- What the task asks -
Write the entries out again exactly as they stand, but without the pictures.

Point annotation records:
<<<<
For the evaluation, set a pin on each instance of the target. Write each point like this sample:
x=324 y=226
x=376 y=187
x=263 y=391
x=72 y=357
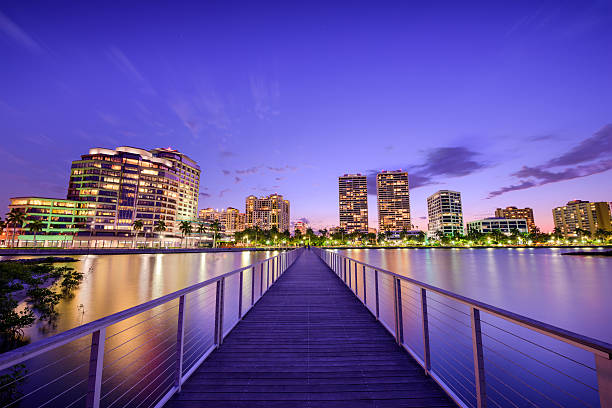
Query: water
x=522 y=367
x=571 y=292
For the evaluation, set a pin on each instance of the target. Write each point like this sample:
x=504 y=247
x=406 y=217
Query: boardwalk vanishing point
x=309 y=342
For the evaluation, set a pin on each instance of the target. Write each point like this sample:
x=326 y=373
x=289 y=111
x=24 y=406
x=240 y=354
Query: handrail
x=586 y=343
x=484 y=353
x=11 y=358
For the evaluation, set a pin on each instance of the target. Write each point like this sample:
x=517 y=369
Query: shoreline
x=124 y=251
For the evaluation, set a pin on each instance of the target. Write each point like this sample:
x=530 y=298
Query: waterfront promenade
x=309 y=342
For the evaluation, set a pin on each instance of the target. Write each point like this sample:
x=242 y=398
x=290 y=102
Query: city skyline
x=521 y=119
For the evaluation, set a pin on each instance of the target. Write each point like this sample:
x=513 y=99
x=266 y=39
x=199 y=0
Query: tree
x=160 y=226
x=137 y=225
x=215 y=226
x=185 y=228
x=15 y=218
x=36 y=226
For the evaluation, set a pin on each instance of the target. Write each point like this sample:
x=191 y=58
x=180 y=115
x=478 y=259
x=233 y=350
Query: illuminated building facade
x=393 y=195
x=126 y=184
x=585 y=215
x=231 y=220
x=267 y=212
x=61 y=218
x=188 y=173
x=505 y=225
x=445 y=213
x=517 y=213
x=353 y=203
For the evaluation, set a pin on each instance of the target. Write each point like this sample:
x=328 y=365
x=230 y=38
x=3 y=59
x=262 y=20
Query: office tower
x=231 y=219
x=505 y=225
x=125 y=184
x=393 y=201
x=444 y=213
x=517 y=213
x=585 y=215
x=188 y=173
x=267 y=212
x=353 y=203
x=300 y=226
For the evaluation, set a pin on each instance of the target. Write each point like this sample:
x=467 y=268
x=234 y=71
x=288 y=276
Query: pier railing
x=479 y=354
x=141 y=356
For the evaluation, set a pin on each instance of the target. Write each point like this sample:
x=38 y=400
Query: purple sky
x=509 y=105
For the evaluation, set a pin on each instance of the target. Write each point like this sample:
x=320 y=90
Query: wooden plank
x=309 y=340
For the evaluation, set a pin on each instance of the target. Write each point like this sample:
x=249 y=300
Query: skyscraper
x=267 y=212
x=445 y=213
x=125 y=184
x=517 y=213
x=188 y=173
x=588 y=216
x=353 y=202
x=393 y=201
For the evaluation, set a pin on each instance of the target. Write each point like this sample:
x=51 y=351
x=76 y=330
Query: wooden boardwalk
x=309 y=342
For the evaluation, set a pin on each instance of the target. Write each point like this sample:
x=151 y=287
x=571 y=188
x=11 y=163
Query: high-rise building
x=353 y=203
x=300 y=226
x=231 y=219
x=445 y=213
x=125 y=184
x=188 y=173
x=505 y=225
x=517 y=213
x=393 y=201
x=267 y=212
x=588 y=216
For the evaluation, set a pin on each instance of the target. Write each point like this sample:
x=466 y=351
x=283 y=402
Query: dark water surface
x=571 y=292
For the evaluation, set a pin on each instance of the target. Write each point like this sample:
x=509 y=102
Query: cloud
x=439 y=162
x=591 y=156
x=12 y=30
x=125 y=65
x=286 y=167
x=266 y=95
x=250 y=170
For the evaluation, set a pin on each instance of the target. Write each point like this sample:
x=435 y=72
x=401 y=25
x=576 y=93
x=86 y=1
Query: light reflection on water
x=571 y=292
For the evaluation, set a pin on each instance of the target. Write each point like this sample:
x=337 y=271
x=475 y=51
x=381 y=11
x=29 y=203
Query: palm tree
x=16 y=217
x=215 y=225
x=201 y=230
x=185 y=228
x=160 y=226
x=36 y=226
x=137 y=225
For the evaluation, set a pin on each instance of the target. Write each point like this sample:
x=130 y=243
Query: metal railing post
x=240 y=297
x=365 y=301
x=481 y=390
x=399 y=322
x=426 y=349
x=252 y=286
x=219 y=312
x=96 y=365
x=603 y=366
x=180 y=344
x=261 y=280
x=376 y=291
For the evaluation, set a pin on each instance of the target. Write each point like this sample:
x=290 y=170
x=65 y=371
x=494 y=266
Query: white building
x=445 y=213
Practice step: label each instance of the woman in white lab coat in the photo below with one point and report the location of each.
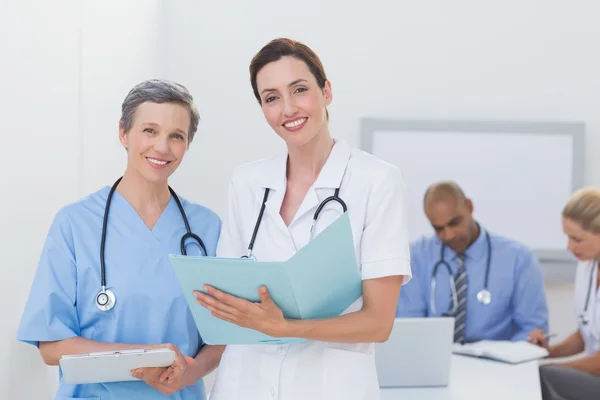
(579, 379)
(338, 361)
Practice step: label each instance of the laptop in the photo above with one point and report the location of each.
(417, 354)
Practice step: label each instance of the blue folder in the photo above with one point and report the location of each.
(320, 281)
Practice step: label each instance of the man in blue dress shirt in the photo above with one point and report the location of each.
(515, 301)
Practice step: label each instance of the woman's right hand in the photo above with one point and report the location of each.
(155, 376)
(538, 337)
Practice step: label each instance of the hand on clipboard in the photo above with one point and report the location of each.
(151, 362)
(168, 380)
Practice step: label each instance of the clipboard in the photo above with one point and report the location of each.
(112, 366)
(321, 280)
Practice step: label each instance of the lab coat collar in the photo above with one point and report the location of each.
(477, 250)
(275, 176)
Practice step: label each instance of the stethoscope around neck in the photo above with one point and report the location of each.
(584, 317)
(316, 215)
(106, 299)
(483, 296)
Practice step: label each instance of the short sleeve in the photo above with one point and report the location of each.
(230, 242)
(50, 312)
(413, 301)
(384, 243)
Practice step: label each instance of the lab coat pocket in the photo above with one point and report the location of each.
(349, 375)
(228, 376)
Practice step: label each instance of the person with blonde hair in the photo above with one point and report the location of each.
(580, 378)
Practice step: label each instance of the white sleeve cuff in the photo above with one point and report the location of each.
(391, 267)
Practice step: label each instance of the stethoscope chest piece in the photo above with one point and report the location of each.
(484, 296)
(105, 300)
>>>>
- Answer below -
For the evaluation, set a pin on each instance of the target. Write each point like this sample:
x=324 y=226
x=376 y=187
x=263 y=391
x=72 y=357
Query: water
x=522 y=367
x=571 y=292
For the evaluation, set a pin on each instance of the target. Write each point like this sample:
x=504 y=247
x=406 y=217
Query: boardwalk vanishing point
x=309 y=342
For the evaluation, set a pin on each instance of the target. Write each point like this sample:
x=326 y=373
x=289 y=111
x=24 y=406
x=240 y=354
Query: handrail
x=586 y=343
x=484 y=353
x=11 y=358
For the evaluation, set a pin on each instance of the target. Write each point like this sample:
x=517 y=369
Query: shoreline
x=124 y=251
For the evaluation, set a pin on each instance of the target. Write each point like this sample:
x=530 y=298
Query: waterfront promenade
x=309 y=342
For the evaluation, set a pin on each instance of the target. Write each point like this sample:
x=242 y=398
x=290 y=102
Query: city skyline
x=521 y=119
For the evaluation, set a pin on each instance of the target. Write each point like this sample:
x=513 y=99
x=266 y=39
x=199 y=0
Query: tree
x=160 y=226
x=137 y=225
x=215 y=226
x=185 y=228
x=15 y=218
x=36 y=226
For the evaluation, set a pin on each instance of the target. Write each point like this sample:
x=191 y=58
x=180 y=115
x=478 y=259
x=233 y=350
Query: illuminated building facade
x=393 y=195
x=126 y=184
x=585 y=215
x=231 y=220
x=267 y=212
x=61 y=218
x=188 y=173
x=505 y=225
x=445 y=213
x=517 y=213
x=353 y=203
For the evaluation, set a pin on each instance of the target. Write each point like this sample:
x=328 y=365
x=230 y=38
x=3 y=59
x=262 y=20
Query: office tower
x=231 y=219
x=505 y=225
x=125 y=184
x=393 y=201
x=444 y=213
x=517 y=213
x=585 y=215
x=188 y=173
x=267 y=212
x=353 y=203
x=300 y=226
For the evaluation, set a pin on each instance of the target. Write each point like this sample:
x=467 y=268
x=234 y=71
x=288 y=276
Query: pier railing
x=479 y=354
x=141 y=356
For the evaluation, set a pin on each instance of the target. Write each point like this sample:
x=38 y=400
Query: purple sky
x=509 y=105
For the evaluation, set a pin on each instance of the target. Write each point like this sample:
x=320 y=90
Query: wooden plank
x=309 y=340
For the evaluation, set a pin on each instance of the target. Write each point like this sample:
x=249 y=300
Query: skyscraper
x=267 y=212
x=445 y=213
x=125 y=184
x=517 y=213
x=188 y=173
x=588 y=216
x=353 y=202
x=393 y=201
For the evaluation, set a pin on each instance of the target. Write each point like this sample:
x=51 y=351
x=76 y=330
Query: wooden boardwalk
x=309 y=342
For the evaluation, set a pin on each instance of the target. Write each point like this sample:
x=151 y=287
x=571 y=188
x=11 y=163
Query: high-rise building
x=353 y=203
x=300 y=226
x=231 y=219
x=445 y=213
x=125 y=184
x=188 y=173
x=505 y=225
x=517 y=213
x=393 y=201
x=267 y=212
x=588 y=216
For the evaluation, set a pin on each instance of the target. Write each point like this sample:
x=466 y=351
x=283 y=402
Query: dark water surface
x=571 y=292
For the evaluation, set a pin on each instance of the target. Write each point like this sample:
x=509 y=102
Query: cloud
x=439 y=162
x=591 y=156
x=12 y=30
x=125 y=65
x=286 y=167
x=266 y=95
x=250 y=170
For the evaluation, set a pin on each instance of the target. Write each point like this sample:
x=435 y=72
x=401 y=25
x=576 y=93
x=86 y=1
Query: light reflection on water
x=571 y=292
For the evaluation, set a pin on each instance of the target. Write each point like this sample:
x=337 y=271
x=475 y=51
x=381 y=11
x=29 y=203
Query: palm tree
x=16 y=217
x=215 y=225
x=201 y=230
x=185 y=228
x=160 y=226
x=36 y=226
x=137 y=225
For the evaluation, set a pin on each instance of the target. Write each point like this sample:
x=130 y=243
Query: metal railing post
x=240 y=297
x=365 y=301
x=481 y=390
x=399 y=322
x=426 y=349
x=252 y=286
x=219 y=312
x=96 y=365
x=603 y=366
x=180 y=344
x=261 y=280
x=376 y=291
For the evaluation, set a pin on each instance of the target. Write each point like this sample:
x=290 y=170
x=65 y=371
x=494 y=266
Query: white building
x=445 y=213
Practice step: label each instance of the woman in white lab coat in the photo below with one point and report the location of each.
(579, 379)
(338, 361)
Practice step: label each instance of the laptop in the photo above with one point and report the location of each.
(417, 354)
Practice step: label each instance of the blue folder in the photo above with one point and report the location of each.
(320, 281)
Practice step: label each instance of the man in blue dress shirt in the photo above with one point and report the location of each.
(515, 301)
Practice step: label each instance of the woman's right hand in the photo above with one point and report the location of each.
(155, 376)
(538, 337)
Practice step: label each instance of the hand on clipboard in the photo above with one point and report the location of each.
(151, 362)
(168, 380)
Practice step: label each instance of the clipboard in the photo above with one point and report the location of each.
(112, 366)
(321, 280)
Practice step: label each instance of the lab coat collar in the photo above with one point and report the location of each.
(477, 250)
(275, 176)
Practice step: label each instance of the stethoscope around neck in the photo above with one point and report the location of each.
(584, 317)
(316, 215)
(106, 299)
(483, 296)
Practice step: label each instance of the short sleeve in the photo above with one point and report the location of each.
(230, 242)
(50, 312)
(413, 301)
(384, 243)
Practice step: label each instance of the lab coat pocket in the photo above with one point and report the location of each.
(349, 375)
(228, 376)
Practice step: label each instance of the person with blonde hair in the photo above with one point and report the location of each.
(580, 378)
Practice step: label each instance of the white sleeve cuff in the photo above with one point and report the location of each.
(391, 267)
Practice step: label each instance of the stethoscope chest piece in the photo above with one point and report the location of each.
(484, 296)
(105, 300)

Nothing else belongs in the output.